» **提供テキスト**
サンフランシスコの対岸にあるオークランドで、デモ隊がGoogle社員の通勤専用バスを取り囲み、言い合いの末にバスの窓が割られる事件が発生した。Google社員がTwitterで公開した写真には「F**K Off Google!」(Google 出て行け!)と書いた横長の幕でバスの進路を妨害するデモ隊の姿が写っている。

これは、ここ1-2年で激しくなってきた街のGentrification(再開発・高級化)に反対するデモであり、高所得者層として街に流入してくるテクノロジ企業の社員に以前から住み続ける住人たちの怒りの矛先が向いていた。今年5月にデモ集会で参加者がGoogleバスの模型を叩き壊したのがニュースになったが、今回はホンモノのGoogleバスが被害に遭ってしまった。

なぜGoogleバスがターゲットになっているかというと、まずGoogleバスについて説明しておく必要がある。

Googleキャンパスのあるマウンテンビューはサンフランシスコから南に車で1時間ほどのところにあり、周りにちょっとした街はあるものの、遊ぶところはほとんどない。夜は9時を過ぎると開いている店を探すのがタイヘンという感じの場所だ。だから盛り場が恋しい若い社員がサンフランシスコ市内に住み始めた。特にミレニアル世代はお金を持っていても車なんて所有する必要はないと考える。そんな若くて優秀な人材をとどめておくために、Googleが00年代半ばにキャンパスとサンフランシスコを快適に結ぶ専用通勤バスを用意した。ちなみに公共の交通機関を使ってサンフランシスコ市内から通うと乗り継ぎを含めて片道2時間以上はかかる。今ではGoogleだけではなく、シリコンバレーのテクノロジ大手のほとんどが同様の通勤バスを運行させている。

抗議活動が起こり始めた理由は、サンフランシスコの家賃の高騰である。ここ数年サンフランシスコの家賃は二桁の上昇を続けており、現在ベッドルーム×1のアパートでも家賃の中央値が2700ドル(約28万円)を超えている。この急激な上昇を誘因しているのがシリコンバレー企業の社員の流入というわけだ。

オークランドでGoogleバスが窓を割られた日、サンフランシスコでAppleの通勤バスを囲んだデモ集団は「Eviction Free San Francisco (立ち退きのないサンフランシスコ)」という幕をバスの前で掲げていた。サンフランシスコでは、住み続ける賃借人を守るために家賃の値上げを抑えるレントコントロールが規定されている。だが、持ち主が売却する場合、賃借人の権利が無効化される。これを悪用してレントコントロールで守られた賃借人の追い出しを図る大家が近年急増し、比例するようにホームレスも増加している。ミュージカル「RENT」の世界を地で行く状況だ。

» **生の記録**
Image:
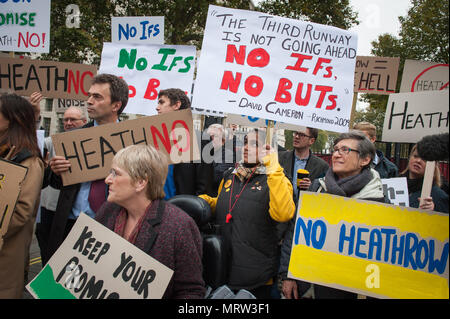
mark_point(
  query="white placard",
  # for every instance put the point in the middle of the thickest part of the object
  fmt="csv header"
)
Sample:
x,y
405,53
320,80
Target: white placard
x,y
411,116
396,190
25,26
276,68
149,69
143,30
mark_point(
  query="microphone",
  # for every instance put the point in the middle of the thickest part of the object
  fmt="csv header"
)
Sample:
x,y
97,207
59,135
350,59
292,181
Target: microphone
x,y
433,147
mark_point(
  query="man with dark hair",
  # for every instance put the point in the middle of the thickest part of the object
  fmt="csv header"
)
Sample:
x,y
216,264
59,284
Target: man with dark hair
x,y
107,97
182,178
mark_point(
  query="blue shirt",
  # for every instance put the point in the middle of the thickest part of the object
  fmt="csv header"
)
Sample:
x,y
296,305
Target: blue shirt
x,y
169,186
81,202
298,164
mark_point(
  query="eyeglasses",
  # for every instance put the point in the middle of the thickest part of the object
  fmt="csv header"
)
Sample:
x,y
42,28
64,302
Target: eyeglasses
x,y
70,119
300,134
344,150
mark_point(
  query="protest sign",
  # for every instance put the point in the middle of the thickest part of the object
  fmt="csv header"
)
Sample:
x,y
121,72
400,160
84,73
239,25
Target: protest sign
x,y
396,190
91,150
143,30
25,26
411,116
61,105
376,75
148,69
11,176
370,248
250,121
52,79
94,262
424,76
276,68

» **作業指示**
A: Googleバスをめぐる記事によると、サンフランシスコ市内から公共の交通機関で通勤すると片道どのくらいかかりますか。
B: 上の記録をすべて一字一句変えずに書き写してください。画像は回答に含めないでください。

» **回答**
A: 乗り継ぎを含めて片道2時間以上かかります。

B:
Image:
mark_point(
  query="white placard",
  # for every instance put the point in the middle of the thickest part of the object
  fmt="csv header"
)
Sample:
x,y
405,53
320,80
Target: white placard
x,y
411,116
396,190
25,26
276,68
149,69
143,30
mark_point(
  query="microphone",
  # for every instance put the point in the middle of the thickest part of the object
  fmt="csv header"
)
Sample:
x,y
97,207
59,135
350,59
292,181
Target: microphone
x,y
433,147
mark_point(
  query="man with dark hair",
  # for every instance put the point in the middle of the thickest part of the object
  fmt="csv header"
)
Sample:
x,y
216,264
59,284
Target: man with dark hair
x,y
107,97
182,178
mark_point(
  query="blue shirt",
  # for every instance put the point in the middle of the thickest part of the object
  fmt="csv header"
)
Sample:
x,y
296,305
Target: blue shirt
x,y
169,186
81,202
298,164
mark_point(
  query="eyeglasses",
  # for every instance put the point in the middle of the thickest part of the object
  fmt="csv header"
)
Sample:
x,y
42,28
64,302
Target: eyeglasses
x,y
70,119
300,134
344,150
mark_point(
  query="protest sign",
  # for every instance put the point in the middle of the thickest part of the object
  fmt="csv header"
)
Sample:
x,y
121,72
400,160
84,73
239,25
Target: protest sign
x,y
396,190
91,150
143,30
25,26
411,116
61,105
376,75
148,69
11,176
370,248
250,121
52,79
94,262
424,76
276,68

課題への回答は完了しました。